**Objetivo**. Da formato de CSV de dos columnas, entrada y salida, a todos los registros siguientes. Cada registro ocupa una fila con su texto y su respuesta, cada uno en un único campo entre comillas y con los saltos de línea convertidos en espacios.
──────────
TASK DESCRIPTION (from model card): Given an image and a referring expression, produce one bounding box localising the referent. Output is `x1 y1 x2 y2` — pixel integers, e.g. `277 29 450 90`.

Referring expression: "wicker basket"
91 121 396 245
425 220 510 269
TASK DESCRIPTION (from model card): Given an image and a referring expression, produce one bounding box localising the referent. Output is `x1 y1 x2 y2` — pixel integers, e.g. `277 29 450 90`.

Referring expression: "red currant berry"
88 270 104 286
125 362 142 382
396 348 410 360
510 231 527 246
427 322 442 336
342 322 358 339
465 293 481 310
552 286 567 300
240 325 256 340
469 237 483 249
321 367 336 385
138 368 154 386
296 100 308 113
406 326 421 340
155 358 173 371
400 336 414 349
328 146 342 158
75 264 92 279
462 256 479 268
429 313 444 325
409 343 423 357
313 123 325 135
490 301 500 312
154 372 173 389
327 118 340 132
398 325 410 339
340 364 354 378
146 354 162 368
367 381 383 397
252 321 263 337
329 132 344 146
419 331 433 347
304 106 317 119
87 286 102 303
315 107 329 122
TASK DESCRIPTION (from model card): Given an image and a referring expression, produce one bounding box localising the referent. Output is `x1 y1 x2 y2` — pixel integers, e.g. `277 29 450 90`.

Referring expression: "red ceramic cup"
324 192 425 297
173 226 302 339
──────────
**Resultado del ejercicio**.
entrada,salida
"TASK DESCRIPTION (from model card): Given an image and a referring expression, produce one bounding box localising the referent. Output is `x1 y1 x2 y2` — pixel integers, e.g. `277 29 450 90`. Referring expression: ""wicker basket""","91 121 396 245 425 220 510 269"
"TASK DESCRIPTION (from model card): Given an image and a referring expression, produce one bounding box localising the referent. Output is `x1 y1 x2 y2` — pixel integers, e.g. `277 29 450 90`. Referring expression: ""red currant berry""","88 270 104 286 125 362 142 382 396 348 410 360 510 231 527 246 427 322 442 336 342 322 358 339 465 293 481 310 552 286 567 300 240 325 256 340 469 237 483 249 321 367 336 385 138 368 154 386 296 100 308 113 406 326 421 340 155 358 173 371 400 336 414 349 328 146 342 158 75 264 92 279 462 256 479 268 429 313 444 325 409 343 423 357 313 123 325 135 490 301 500 312 154 372 173 389 327 118 340 132 398 325 410 339 340 364 354 378 146 354 162 368 367 381 383 397 252 321 263 337 329 132 344 146 419 331 433 347 304 106 317 119 87 286 102 303 315 107 329 122"
"TASK DESCRIPTION (from model card): Given an image and a referring expression, produce one bounding box localising the referent. Output is `x1 y1 x2 y2` — pixel integers, e.g. `277 29 450 90`. Referring expression: ""red ceramic cup""","324 192 425 297 173 226 302 339"